== Tasks for this exercise ==
a – In the passage about the Internet, what does the 802.11b wireless router sell for?
b – Please transcribe the passage about the Internet, everything from "The Silk Road was" down to "will happen next.".
c – Pick up the passage about the Internet after its last sentence and continue it.

[[ Text for analysis, beginning ]]

The Internet was developed in the environment of affluence and civilization, and we are now being invaded by Mongols who may or may not displace the bandits. No matter how it winds up the period of affluence and civilization is over, and payments systems must be worthy of retaining, or suffer the new ruler (whoever that may be) finding it unacceptable. The Internet is very similar to the Central Asian nations prior to the Golden Hordes' invasion of small kingdoms of civilization, sitting there waiting to be overrun.
The Silk Road was much more than a simple transportation system. I have worked and lived in Central Asia and had an office on part of the Silk Road in Almaty. What you find is that culture blends between east and west, between nomad and city dweller. These places only blossom with peace, affluence, and civilization; the Internet is a place like this. Since this last round of civilized effort is over, i.e., the era of Pax Americani, the world, like the Internet, waits to see what will happen next.
The Internet is of a civilized nature and tends to be weak when it comes to proactive measures needed to stop invading hordes. Here comes a dark age one where no trade happens and cities build walls rather than roads to other cities.
Posted by: Jim Nesfield at March 21, 2004 02:15 PMIan you're loathesome! <grin>
DSR might have been nonviable 10 years ago. Today, computing power and bandwidth are thousands of times cheaper. The market price of 802.11b wireless routers is around $20 now. Do you all understand what's inside those? 11 megabit WiFi wireless access point with a range of hundreds of meters, or over a mile with external antenna. Bridge from the wireless universe to the completely different flow control of ethernet. Plus, a 4-port ethernet switch, and unix host computer with filtering rules, NAT host, DHCP server, webserver for configuration, etc. That's a lot of computing for $20.

[[ Text for analysis, end ]]
[[ Data to examine, beginning ]]

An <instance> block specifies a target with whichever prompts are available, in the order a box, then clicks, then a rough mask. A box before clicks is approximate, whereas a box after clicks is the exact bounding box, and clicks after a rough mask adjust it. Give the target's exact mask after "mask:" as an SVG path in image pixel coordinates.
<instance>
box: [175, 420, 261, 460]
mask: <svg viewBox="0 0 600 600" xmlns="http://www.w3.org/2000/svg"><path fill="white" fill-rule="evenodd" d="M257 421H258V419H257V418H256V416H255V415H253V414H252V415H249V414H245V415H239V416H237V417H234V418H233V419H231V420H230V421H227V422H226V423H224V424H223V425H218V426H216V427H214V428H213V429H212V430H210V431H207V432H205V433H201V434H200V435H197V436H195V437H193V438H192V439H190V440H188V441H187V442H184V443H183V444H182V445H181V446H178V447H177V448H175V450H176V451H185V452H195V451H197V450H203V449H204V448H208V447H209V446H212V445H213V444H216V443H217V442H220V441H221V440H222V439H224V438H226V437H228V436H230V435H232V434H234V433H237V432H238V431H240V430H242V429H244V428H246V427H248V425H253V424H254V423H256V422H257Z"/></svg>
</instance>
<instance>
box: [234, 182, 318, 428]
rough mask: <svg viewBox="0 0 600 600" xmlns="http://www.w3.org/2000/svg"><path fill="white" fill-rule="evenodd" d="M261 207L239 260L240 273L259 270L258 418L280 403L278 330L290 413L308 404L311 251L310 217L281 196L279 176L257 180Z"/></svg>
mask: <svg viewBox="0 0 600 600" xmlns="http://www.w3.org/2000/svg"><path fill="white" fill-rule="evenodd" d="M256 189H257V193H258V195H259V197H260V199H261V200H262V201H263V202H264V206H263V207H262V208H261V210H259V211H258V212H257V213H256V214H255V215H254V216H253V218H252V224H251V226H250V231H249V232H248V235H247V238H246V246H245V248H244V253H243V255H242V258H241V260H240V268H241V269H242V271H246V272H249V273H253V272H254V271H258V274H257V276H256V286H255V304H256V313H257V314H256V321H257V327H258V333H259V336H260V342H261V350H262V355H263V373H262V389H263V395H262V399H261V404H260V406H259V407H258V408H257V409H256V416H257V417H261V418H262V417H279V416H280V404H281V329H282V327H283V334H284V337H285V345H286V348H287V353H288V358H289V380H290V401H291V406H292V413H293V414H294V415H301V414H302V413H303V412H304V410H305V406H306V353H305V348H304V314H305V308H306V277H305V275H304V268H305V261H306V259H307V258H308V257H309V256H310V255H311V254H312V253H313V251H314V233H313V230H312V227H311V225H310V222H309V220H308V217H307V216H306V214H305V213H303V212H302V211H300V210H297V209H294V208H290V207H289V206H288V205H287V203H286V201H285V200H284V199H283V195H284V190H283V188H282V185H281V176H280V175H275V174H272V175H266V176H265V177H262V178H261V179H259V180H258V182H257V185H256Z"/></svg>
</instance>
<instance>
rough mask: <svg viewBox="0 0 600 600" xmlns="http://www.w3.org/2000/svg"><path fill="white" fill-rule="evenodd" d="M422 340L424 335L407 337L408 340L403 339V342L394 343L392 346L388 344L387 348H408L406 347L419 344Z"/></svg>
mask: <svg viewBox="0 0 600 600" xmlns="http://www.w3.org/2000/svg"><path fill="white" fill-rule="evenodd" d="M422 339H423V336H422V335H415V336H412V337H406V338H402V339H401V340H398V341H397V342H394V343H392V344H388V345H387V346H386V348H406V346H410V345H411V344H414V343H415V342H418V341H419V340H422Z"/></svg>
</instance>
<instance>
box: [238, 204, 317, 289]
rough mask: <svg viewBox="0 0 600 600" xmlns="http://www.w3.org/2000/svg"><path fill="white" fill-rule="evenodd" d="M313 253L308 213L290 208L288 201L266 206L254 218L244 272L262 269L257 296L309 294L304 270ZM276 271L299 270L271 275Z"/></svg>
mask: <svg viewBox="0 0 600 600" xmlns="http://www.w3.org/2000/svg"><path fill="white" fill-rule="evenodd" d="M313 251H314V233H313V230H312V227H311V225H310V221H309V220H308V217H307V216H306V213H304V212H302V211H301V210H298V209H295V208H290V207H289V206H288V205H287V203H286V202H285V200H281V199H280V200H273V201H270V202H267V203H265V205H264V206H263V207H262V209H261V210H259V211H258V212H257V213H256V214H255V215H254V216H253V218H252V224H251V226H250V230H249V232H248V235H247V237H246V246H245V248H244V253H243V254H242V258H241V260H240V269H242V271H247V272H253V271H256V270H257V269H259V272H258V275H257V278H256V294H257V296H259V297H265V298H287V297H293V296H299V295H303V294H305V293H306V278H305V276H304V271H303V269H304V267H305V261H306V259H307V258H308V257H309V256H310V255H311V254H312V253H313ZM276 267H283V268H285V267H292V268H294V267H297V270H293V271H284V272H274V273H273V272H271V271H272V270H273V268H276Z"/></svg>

[[ Data to examine, end ]]

== Answer set ==
a – Around $20.

b –
The Silk Road was much more than a simple transportation system. I have worked and lived in Central Asia and had an office on part of the Silk Road in Almaty. What you find is that culture blends between east and west, between nomad and city dweller. These places only blossom with peace, affluence, and civilization; the Internet is a place like this. Since this last round of civilized effort is over, i.e., the era of Pax Americani, the world, like the Internet, waits to see what will happen next.

c –
However, capacity is not infinite and the critical element missing from a large-scale urban mesh is only the lack of social agreement how to measure or charge each other for transit across our hub. SPAM is a great example of when happens when no effort is made to charge for use of a resource. SPAMMERS send 1 million ads for viagra, or 1 billion, what's the difference?
Todd http://ledgerism.net/arapcloud.htm
PS you say competition won this battle? I am now paying over $60/month for DSL and the speed is 64 up 384 down. I am also paying over $60/year for 3rd party hosting, domain names, etc since the proliferation of hackers makes it impossible at home. Ten years ago I was paying $20/month for 28K. Monopolists won this battle, not competition.
Posted by: Todd Boyle at March 21, 2004 02:20 PMDoh! Todd, it's *nothing* to do with the power of the node. We were running full scale payment systems that could do DSR back in 1996 on "ancient" Sun IPCs at 12 MHz! Even then we went away from "fast crypto" to "real slow Java" in preference.... Give me more power and more bandwidth and my response is <YAWN....>
On your comment that we lack a social agreement, that's correct. This however, does not mean that such a social agreement when found is cost effective, or even exists! Sure, SPAM exists and makes us gnash our teeth, but the alternate must defeat all comers.
DSR does not. The monopolists, or the oligopolists won. Sorry about that, get used to it, its economic reality.
PS: can't you go back to dialup?
Posted by: Ian Grigg at March 21, 2004 02:32 PMMy understanding of DSR is that it was *not* "number money" to reset, but "here we use some as-yet-undeployed secure money" to reset.
The interesting parts of DSR are (a) the unauthenticated bilateral accounting, i.e. before the reset, that we adopted for Mojo Nation and that was used in the PPay paper. (b) the whole notion of long haul transport via a chain of local deals -- the "Silk Road".